### [PASSAGE TO READ]
____
This is an archive of the discontinued LLVM Phabricator instance.

[CodeGen] Fix issues with subvector intrinsic index types
ClosedPublic

Authored by frasercrmck on Feb 25 2021, 3:39 AM.

Details

Summary

This patch addresses issues arising from the fact that the index type
used for subvector insertion/extraction is inconsistent between the
intrinsics and SDNodes. The intrinsic forms require i64 whereas the
SDNodes use the type returned by SelectionDAG::getVectorIdxTy.

Rather than update the intrinsic definitions to use an overloaded index
type, this patch fixes the issue by transforming the index to the
correct type as required. Any loss of index bits going from i64 to a
smaller type is unexpected, and will be caught by an assertion in
SelectionDAG::getVectorIdxConstant.
____
### [DATASET RECORDS]
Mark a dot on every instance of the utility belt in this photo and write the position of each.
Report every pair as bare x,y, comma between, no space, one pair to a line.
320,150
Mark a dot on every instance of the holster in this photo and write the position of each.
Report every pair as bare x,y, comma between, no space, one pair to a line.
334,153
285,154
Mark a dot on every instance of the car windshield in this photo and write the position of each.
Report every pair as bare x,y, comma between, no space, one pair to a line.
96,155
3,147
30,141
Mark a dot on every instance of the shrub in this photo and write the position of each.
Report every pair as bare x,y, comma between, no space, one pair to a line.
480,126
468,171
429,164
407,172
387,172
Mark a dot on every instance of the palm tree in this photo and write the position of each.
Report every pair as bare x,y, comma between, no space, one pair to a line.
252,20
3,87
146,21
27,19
____
### [TO-DO LIST]
[a] Check (i), (ii) and (iii) against the patch summary, answering yes or no to each and quoting the words that decide it. (i) The intrinsic forms of subvector insertion and extraction require an i64 index. (ii) The patch changes the intrinsic definitions to use an overloaded index type. (iii) An assertion in SelectionDAG::getVectorIdxConstant catches any loss of index bits when going from i64 to a smaller type.
[b] Summarize the patch summary in two sentences.
[c] Please duplicate everything in the patch summary from "Rather than update" down to "SelectionDAG::getVectorIdxConstant.".

### [ANSWERS IN ORDER]
[a]
(i) Yes: "The intrinsic forms require i64 whereas the SDNodes use the type returned by SelectionDAG::getVectorIdxTy."
(ii) No: "Rather than update the intrinsic definitions to use an overloaded index type, this patch fixes the issue by transforming the index to the correct type as required."
(iii) Yes: "Any loss of index bits going from i64 to a smaller type is unexpected, and will be caught by an assertion in SelectionDAG::getVectorIdxConstant."

[b] The index type for subvector insertion and extraction differs between the intrinsics, which require i64, and the SDNodes, which use the type from SelectionDAG::getVectorIdxTy. The patch fixes this by transforming the index to the correct type as required, and an assertion in SelectionDAG::getVectorIdxConstant catches any unexpected loss of index bits.

[c]
Rather than update the intrinsic definitions to use an overloaded index
type, this patch fixes the issue by transforming the index to the
correct type as required. Any loss of index bits going from i64 to a
smaller type is unexpected, and will be caught by an assertion in
SelectionDAG::getVectorIdxConstant.